EXCERPT:
......
Skip to content

Taking a snapshot of an index closed prior to 7.2.0 fails with a NPE in 7.11.2 #70676

Open
@DaveCTurner

Description

@DaveCTurner

Elasticsearch version (bin/elasticsearch --version): master, various 7.x versions

Plugins installed: N/A

JVM version (java -version): N/A

OS version (uname -a if on a Unix-like system): N/A

Description of the problem including expected versus actual behavior:

In SnapshotsService#shards we assume that if an index has metadata in the cluster state then it has a routing table entry, but this isn't true if the index was closed prior to 7.2. As a workaround, you can open and close any such indices.

Steps to reproduce:

Introduce a closed index in, say, 7.1.1 and then try and take a snapshot in master. For instance, apply these changes to b65992e ...

$ git diff
diff --git a/qa/full-cluster-restart/src/test/java/org/elasticsearch/upgrades/FullClusterRestartIT.java b/qa/full-cluster-restart/src/test/java/org/elasticsearch/upgrades/FullClusterRestartIT.java
index 865b076d4e1..bd20357bae9 100644
--- a/qa/full-cluster-restart/src/test/java/org/elasticsearch/upgrades/FullClusterRestartIT.java
+++ b/qa/full-cluster-restart/src/test/java/org/elasticsearch/upgrades/FullClusterRestartIT.java
@@ -14,6 +14,7 @@ import org.elasticsearch.client.Request;
 import org.elasticsearch.client.Response;
 import org.elasticsearch.client.ResponseException;
 import org.elasticsearch.client.RestClient;
+import org.elasticsearch.cluster.block.ClusterBlockException;
 import org.elasticsearch.cluster.metadata.IndexMetadata;
 import org.elasticsearch.cluster.metadata.MetadataIndexStateService;
 import org.elasticsearch.common.Booleans;
@@ -769,6 +770,9 @@ public class FullClusterRestartIT extends AbstractFullClusterRestartTestCase {
      * and some routing configuration.
......
SET OF TASKS:
A. Print the issue from "In SnapshotsService#shards we" to "any such indices.".
B. Shorten the paragraph of the issue that begins "In SnapshotsService#shards we assume" and keep its main facts.
C. What workaround does the issue offer for indices closed before 7.2?

MATERIAL PROVIDED:
......
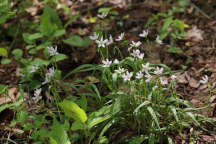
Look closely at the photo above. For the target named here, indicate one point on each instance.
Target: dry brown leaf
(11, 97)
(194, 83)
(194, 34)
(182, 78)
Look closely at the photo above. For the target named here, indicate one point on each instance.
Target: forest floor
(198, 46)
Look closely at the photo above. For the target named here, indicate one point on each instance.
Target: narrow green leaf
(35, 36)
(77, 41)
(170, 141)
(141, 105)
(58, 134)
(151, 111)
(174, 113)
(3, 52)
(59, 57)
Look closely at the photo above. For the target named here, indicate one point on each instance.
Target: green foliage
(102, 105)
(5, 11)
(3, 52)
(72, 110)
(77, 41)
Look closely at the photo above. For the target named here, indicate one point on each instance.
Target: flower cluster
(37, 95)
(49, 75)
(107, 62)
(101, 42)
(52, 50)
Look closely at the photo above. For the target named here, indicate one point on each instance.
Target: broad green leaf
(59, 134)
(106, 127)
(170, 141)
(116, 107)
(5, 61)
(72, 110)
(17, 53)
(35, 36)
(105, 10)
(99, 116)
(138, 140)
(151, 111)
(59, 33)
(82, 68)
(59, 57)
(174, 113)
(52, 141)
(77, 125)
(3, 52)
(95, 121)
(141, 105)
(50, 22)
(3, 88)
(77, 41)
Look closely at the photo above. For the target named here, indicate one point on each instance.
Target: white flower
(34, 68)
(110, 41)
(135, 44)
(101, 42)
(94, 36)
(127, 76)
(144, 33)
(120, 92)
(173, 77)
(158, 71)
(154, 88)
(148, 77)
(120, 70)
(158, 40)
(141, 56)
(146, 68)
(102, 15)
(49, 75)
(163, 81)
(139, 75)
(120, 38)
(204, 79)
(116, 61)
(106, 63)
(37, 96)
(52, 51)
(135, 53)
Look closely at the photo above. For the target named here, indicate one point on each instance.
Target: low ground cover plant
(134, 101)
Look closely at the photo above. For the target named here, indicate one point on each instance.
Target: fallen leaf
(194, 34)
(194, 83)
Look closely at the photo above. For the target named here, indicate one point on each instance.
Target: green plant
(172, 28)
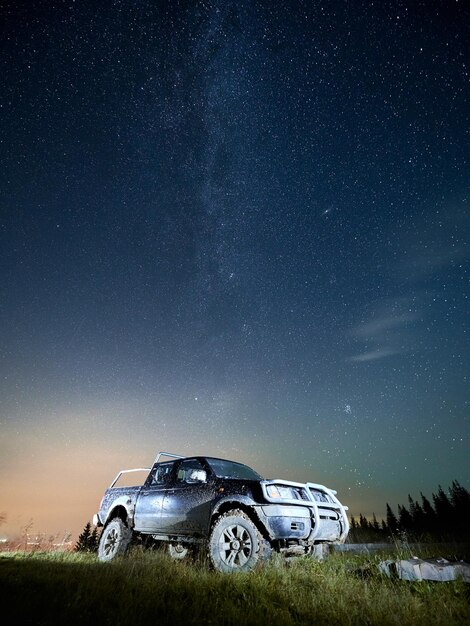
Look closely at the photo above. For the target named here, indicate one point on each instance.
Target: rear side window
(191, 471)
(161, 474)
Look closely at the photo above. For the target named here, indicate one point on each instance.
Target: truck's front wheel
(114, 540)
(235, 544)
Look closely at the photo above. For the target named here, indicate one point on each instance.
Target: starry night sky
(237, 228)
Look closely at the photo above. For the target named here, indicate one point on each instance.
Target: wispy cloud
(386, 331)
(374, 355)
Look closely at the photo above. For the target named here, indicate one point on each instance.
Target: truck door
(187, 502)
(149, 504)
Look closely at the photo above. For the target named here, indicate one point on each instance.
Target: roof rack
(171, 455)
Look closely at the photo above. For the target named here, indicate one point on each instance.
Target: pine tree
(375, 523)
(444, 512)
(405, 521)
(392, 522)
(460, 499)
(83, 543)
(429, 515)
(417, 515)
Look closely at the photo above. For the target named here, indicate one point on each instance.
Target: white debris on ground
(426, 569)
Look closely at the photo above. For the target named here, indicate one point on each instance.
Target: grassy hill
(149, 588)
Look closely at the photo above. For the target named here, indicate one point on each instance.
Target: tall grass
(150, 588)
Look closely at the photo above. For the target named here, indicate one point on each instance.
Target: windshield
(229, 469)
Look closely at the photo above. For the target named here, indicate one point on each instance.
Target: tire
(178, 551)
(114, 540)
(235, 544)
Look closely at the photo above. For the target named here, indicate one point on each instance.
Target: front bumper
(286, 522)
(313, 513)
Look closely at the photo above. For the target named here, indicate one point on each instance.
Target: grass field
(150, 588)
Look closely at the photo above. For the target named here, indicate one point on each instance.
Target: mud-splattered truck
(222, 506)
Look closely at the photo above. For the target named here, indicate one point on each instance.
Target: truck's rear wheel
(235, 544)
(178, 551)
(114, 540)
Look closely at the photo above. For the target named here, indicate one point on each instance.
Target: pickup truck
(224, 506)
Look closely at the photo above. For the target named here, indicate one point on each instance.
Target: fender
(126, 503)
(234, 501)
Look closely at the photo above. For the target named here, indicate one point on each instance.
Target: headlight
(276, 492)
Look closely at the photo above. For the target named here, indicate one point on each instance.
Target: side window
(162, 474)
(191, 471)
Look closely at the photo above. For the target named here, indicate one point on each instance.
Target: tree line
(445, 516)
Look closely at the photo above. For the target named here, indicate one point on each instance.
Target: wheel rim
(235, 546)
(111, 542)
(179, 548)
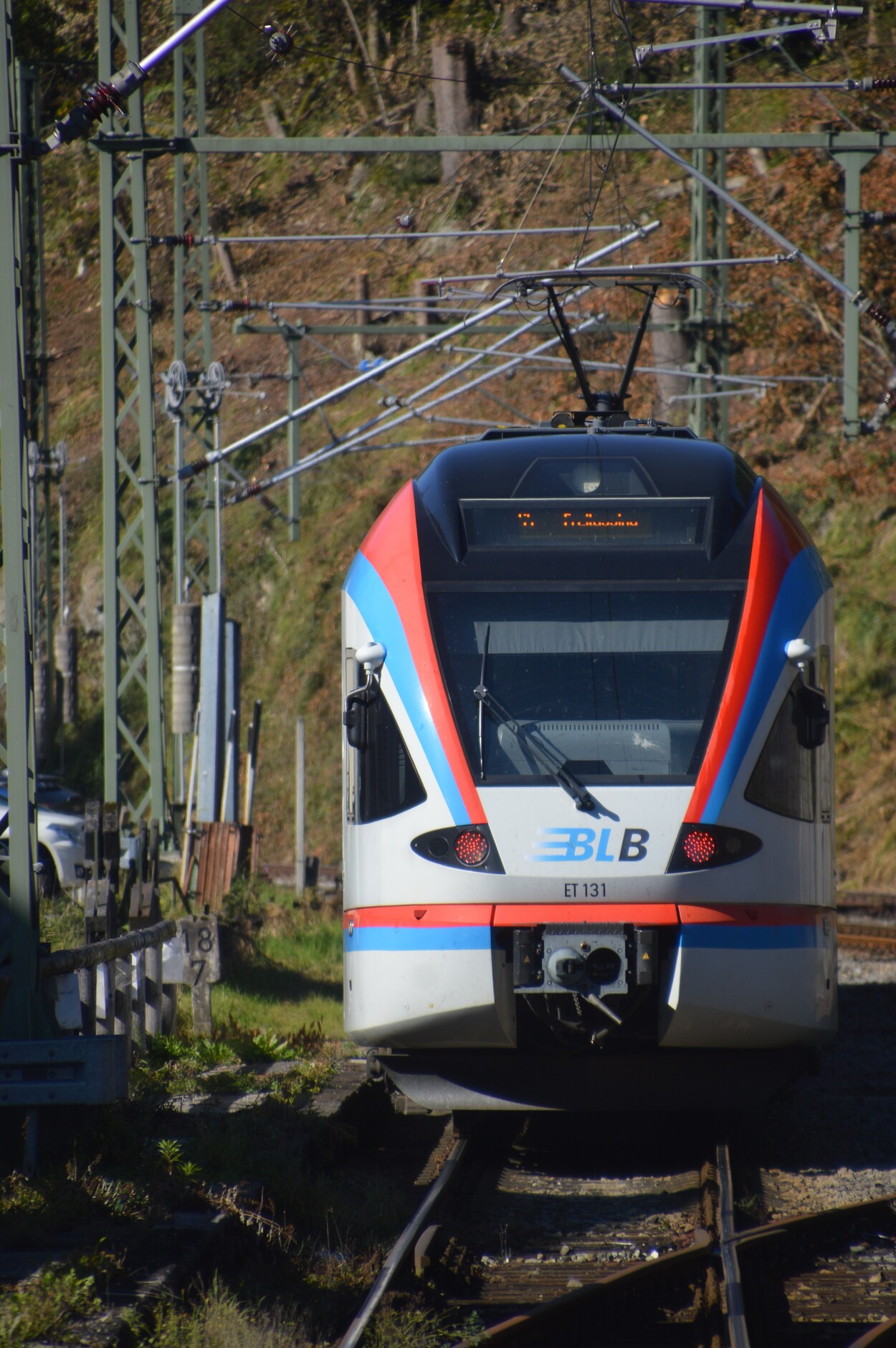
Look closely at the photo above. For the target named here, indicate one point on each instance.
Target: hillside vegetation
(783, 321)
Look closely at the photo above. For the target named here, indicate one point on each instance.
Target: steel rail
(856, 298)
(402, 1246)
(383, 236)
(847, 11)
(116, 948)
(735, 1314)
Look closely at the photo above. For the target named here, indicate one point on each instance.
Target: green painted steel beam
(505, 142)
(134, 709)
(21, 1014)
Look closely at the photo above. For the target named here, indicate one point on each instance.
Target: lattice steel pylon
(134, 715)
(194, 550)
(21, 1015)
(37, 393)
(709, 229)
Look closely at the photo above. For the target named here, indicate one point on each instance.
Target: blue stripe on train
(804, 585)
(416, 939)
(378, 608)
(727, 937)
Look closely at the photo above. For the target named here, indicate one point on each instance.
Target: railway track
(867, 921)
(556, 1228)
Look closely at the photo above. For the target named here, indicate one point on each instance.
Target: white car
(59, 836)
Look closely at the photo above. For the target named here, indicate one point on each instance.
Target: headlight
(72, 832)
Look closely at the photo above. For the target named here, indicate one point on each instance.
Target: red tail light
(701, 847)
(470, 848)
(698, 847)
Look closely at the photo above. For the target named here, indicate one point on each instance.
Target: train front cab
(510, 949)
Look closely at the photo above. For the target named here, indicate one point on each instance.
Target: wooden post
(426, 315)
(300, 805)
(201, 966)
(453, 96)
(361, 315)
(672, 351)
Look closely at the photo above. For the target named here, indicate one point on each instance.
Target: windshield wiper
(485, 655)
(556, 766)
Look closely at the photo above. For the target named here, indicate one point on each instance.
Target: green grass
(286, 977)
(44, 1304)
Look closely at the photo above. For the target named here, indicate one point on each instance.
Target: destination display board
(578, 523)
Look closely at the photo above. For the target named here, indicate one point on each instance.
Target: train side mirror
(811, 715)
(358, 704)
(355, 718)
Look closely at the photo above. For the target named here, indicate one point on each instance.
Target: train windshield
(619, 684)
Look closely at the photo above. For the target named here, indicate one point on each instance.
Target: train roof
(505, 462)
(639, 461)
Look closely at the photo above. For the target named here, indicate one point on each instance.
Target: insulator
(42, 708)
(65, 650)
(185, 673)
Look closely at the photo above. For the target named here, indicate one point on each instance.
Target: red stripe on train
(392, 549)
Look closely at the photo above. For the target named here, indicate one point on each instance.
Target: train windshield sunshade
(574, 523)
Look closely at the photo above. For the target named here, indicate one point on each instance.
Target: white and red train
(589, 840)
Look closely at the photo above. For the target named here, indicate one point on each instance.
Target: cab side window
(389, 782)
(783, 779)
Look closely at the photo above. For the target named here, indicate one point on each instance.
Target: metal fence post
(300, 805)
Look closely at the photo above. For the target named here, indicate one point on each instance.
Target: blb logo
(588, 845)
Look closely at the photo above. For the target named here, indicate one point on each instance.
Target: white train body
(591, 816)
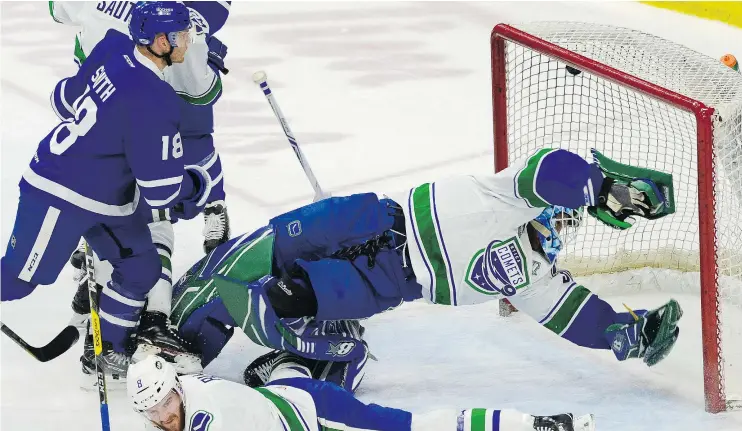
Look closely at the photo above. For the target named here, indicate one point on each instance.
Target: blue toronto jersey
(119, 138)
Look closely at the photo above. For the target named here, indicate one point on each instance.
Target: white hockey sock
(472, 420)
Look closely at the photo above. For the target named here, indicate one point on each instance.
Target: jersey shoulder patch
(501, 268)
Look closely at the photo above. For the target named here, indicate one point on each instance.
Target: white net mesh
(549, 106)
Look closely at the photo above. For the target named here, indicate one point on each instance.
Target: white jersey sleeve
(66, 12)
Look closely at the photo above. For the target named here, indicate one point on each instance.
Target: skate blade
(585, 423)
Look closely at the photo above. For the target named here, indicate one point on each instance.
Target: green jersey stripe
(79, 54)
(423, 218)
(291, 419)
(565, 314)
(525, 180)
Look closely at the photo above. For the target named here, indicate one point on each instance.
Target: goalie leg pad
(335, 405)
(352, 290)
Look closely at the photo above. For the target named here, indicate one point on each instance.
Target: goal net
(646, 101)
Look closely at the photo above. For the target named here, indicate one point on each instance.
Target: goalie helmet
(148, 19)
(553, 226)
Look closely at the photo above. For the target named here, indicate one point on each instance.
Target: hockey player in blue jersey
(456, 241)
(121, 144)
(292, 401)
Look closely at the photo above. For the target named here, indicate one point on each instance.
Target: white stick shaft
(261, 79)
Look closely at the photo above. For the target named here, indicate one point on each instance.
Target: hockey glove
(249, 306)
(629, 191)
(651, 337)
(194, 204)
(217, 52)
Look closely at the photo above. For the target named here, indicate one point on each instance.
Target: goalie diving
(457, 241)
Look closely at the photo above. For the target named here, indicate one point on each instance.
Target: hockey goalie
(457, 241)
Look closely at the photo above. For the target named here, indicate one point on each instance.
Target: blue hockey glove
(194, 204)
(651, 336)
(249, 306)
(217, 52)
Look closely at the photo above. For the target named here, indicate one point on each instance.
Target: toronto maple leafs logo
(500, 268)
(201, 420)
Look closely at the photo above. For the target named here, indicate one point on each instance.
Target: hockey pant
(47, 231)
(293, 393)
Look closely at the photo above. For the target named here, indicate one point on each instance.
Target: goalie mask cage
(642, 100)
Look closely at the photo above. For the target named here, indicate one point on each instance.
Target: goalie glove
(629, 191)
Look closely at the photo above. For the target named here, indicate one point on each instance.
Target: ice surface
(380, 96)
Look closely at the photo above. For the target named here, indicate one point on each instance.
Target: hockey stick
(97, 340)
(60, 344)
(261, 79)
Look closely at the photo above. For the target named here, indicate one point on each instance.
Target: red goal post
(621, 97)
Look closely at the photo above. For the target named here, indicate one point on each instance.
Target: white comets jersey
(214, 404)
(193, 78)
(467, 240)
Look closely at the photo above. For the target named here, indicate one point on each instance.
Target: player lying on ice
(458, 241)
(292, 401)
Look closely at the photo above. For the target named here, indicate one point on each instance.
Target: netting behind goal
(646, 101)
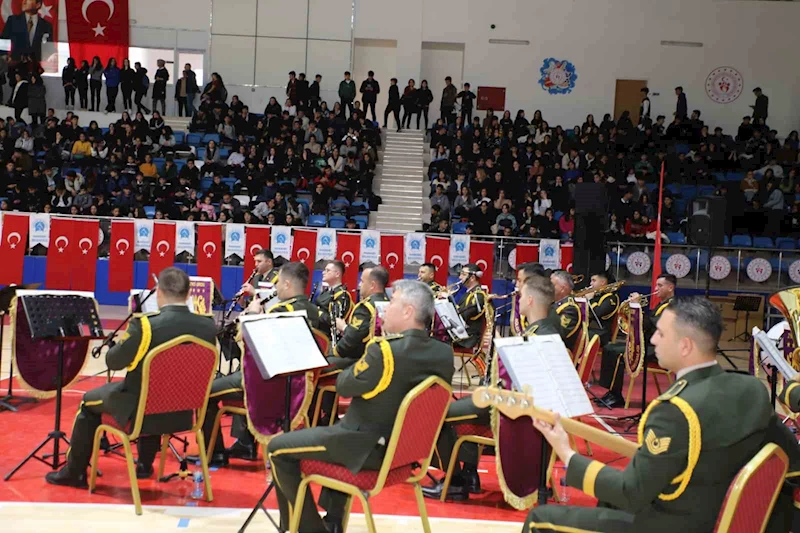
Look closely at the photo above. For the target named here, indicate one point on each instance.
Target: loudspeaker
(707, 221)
......
RESPONSES IN ORDER:
A.
In SnapshotsService#shards we assume that if an index has metadata in the cluster state then it has a routing table entry, but this isn't true if the index was closed prior to 7.2. As a workaround, you can open and close any such indices.

B. SnapshotsService#shards assumes that any index with metadata in the cluster state has a routing table entry, which is not true for indices closed before 7.2. The workaround is to open and close those indices.

C. Open and close any such indices.